═════ Tekst do czytania
Muzykę graną przez Klaxons określa się jako „new rave”. Zazwyczaj nie przywiązuję większej wagi do nazw rodzajów muzyki ale w tym przypadku te dwa słowa idealnie oddają klimat utworów tej grupy. A jeszcze lepiej byłoby, gdyby ich muzykę nazywać rock rave. Czwórka Brytyjczyków idealnie bowiem łączy szybki i ostry elektroniczny beat z gitarowym graniem. Ta płyta wyszła ponad 3 lata temu i aż mi głupio, że dopiero teraz na nią wpadłem, głównie za sprawą ogłoszenia występu tego zespołu na Openerze. Jak to jednak mawia Nata Kuku, zwana też Puszkiem Okruszkiem, „lepiej późno niż wcaaaale”. Wcześniej znałem z radia singiel Golden Skans ale specjalnie mnie nie ruszył i nie zachęcił do kupienia tej płyty. Na szczęście jednak, paradoksalnie największy przebój Klaxonsów jest jednym z najsłabszych na świetnej płycie.
══════════
═════ Dostarczone wiersze
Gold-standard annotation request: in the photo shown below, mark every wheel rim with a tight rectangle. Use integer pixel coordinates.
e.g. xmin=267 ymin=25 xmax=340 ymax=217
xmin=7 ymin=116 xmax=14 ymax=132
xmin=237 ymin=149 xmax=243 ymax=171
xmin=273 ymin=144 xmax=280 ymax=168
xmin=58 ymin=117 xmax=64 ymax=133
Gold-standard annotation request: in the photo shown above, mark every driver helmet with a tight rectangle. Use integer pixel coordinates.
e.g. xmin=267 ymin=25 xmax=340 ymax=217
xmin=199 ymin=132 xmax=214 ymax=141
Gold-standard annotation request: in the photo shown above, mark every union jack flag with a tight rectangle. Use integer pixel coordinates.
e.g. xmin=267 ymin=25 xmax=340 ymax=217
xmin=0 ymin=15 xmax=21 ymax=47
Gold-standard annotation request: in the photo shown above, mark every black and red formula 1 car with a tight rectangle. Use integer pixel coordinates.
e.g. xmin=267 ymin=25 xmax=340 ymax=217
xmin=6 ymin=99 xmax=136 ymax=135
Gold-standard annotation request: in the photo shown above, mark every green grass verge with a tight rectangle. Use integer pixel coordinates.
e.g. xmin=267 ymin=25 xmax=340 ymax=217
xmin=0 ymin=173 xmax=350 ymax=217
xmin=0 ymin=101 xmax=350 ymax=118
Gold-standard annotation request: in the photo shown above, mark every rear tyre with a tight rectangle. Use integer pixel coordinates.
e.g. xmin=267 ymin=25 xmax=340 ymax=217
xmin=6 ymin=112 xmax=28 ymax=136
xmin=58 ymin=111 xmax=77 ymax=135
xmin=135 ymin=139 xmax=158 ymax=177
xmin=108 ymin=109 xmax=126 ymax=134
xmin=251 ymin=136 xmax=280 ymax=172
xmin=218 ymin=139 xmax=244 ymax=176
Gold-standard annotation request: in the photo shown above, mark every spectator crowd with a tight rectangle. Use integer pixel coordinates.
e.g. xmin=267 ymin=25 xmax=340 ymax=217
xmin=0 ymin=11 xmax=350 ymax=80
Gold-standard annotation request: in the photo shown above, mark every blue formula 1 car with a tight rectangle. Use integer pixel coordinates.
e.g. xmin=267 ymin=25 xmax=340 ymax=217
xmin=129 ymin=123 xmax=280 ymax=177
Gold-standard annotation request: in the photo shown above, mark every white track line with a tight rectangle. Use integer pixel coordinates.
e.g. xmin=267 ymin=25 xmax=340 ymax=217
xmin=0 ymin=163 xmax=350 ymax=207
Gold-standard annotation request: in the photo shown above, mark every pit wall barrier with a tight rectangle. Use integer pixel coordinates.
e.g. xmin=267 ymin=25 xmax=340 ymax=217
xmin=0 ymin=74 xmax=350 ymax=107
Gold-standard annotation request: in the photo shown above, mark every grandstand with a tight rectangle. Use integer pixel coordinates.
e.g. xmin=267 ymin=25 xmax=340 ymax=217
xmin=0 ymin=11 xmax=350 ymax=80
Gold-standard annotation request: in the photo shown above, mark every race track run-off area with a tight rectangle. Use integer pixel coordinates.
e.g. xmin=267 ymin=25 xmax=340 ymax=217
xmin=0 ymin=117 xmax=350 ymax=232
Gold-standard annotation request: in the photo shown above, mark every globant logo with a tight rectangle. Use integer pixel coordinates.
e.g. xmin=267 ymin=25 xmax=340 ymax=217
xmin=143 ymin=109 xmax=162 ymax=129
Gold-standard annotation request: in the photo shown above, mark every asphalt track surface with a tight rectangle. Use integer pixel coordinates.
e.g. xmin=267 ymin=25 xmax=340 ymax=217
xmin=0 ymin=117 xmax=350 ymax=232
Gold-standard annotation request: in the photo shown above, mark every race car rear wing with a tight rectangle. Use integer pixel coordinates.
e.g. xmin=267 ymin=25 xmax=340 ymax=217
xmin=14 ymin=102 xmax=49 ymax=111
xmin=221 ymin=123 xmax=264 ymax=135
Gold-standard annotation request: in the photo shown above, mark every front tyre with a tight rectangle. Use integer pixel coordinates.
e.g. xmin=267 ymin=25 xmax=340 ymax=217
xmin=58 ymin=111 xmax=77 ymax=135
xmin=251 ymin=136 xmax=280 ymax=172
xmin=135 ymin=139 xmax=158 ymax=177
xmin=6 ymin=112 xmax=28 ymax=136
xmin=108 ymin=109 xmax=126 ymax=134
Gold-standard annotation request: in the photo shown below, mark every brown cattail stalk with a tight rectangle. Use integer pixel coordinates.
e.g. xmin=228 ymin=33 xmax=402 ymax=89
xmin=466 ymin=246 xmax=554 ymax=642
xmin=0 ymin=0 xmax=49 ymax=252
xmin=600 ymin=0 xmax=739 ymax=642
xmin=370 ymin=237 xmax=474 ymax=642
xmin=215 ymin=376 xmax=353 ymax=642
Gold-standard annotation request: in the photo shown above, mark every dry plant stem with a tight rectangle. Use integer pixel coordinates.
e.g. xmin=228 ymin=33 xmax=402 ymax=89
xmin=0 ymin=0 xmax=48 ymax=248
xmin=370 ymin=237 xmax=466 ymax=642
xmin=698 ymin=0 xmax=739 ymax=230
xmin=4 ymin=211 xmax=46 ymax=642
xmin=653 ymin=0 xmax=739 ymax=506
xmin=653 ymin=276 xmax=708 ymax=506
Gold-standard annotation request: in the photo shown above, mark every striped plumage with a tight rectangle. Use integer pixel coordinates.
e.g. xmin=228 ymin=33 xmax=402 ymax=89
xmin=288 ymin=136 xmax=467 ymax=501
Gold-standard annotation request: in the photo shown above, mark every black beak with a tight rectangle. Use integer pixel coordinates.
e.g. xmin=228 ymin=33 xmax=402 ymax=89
══════════
Zadania pisemne >>
(1) W recenzji płyty Klaxons podaj ponownie fragment, który zaczyna się od słów „Muzykę graną przez” i kończy na „na świetnej płycie.”, zamieniając w nim „Golden Skans” na „Magick”.
(2) Wypisz jako listę JSON ciągów znaków, po jednym na wiersz i z pominięciem pustych, tylko te spośród dostarczonych wierszy, które zaczynają się od wiersza zawierającego „mark every driver” i kończą na wierszu zawierającym „xmin=199 ymin=132 xmax=214 ymax=141”, włącznie z oboma.

Odpowiedzi do ćwiczenia >>
(1)
Muzykę graną przez Klaxons określa się jako „new rave”. Zazwyczaj nie przywiązuję większej wagi do nazw rodzajów muzyki ale w tym przypadku te dwa słowa idealnie oddają klimat utworów tej grupy. A jeszcze lepiej byłoby, gdyby ich muzykę nazywać rock rave. Czwórka Brytyjczyków idealnie bowiem łączy szybki i ostry elektroniczny beat z gitarowym graniem. Ta płyta wyszła ponad 3 lata temu i aż mi głupio, że dopiero teraz na nią wpadłem, głównie za sprawą ogłoszenia występu tego zespołu na Openerze. Jak to jednak mawia Nata Kuku, zwana też Puszkiem Okruszkiem, „lepiej późno niż wcaaaale”. Wcześniej znałem z radia singiel Magick ale specjalnie mnie nie ruszył i nie zachęcił do kupienia tej płyty. Na szczęście jednak, paradoksalnie największy przebój Klaxonsów jest jednym z najsłabszych na świetnej płycie.

(2)
[
  "Gold-standard annotation request: in the photo shown above, mark every driver helmet with a tight rectangle. Use integer pixel coordinates.",
  "e.g. xmin=267 ymin=25 xmax=340 ymax=217",
  "xmin=199 ymin=132 xmax=214 ymax=141"
]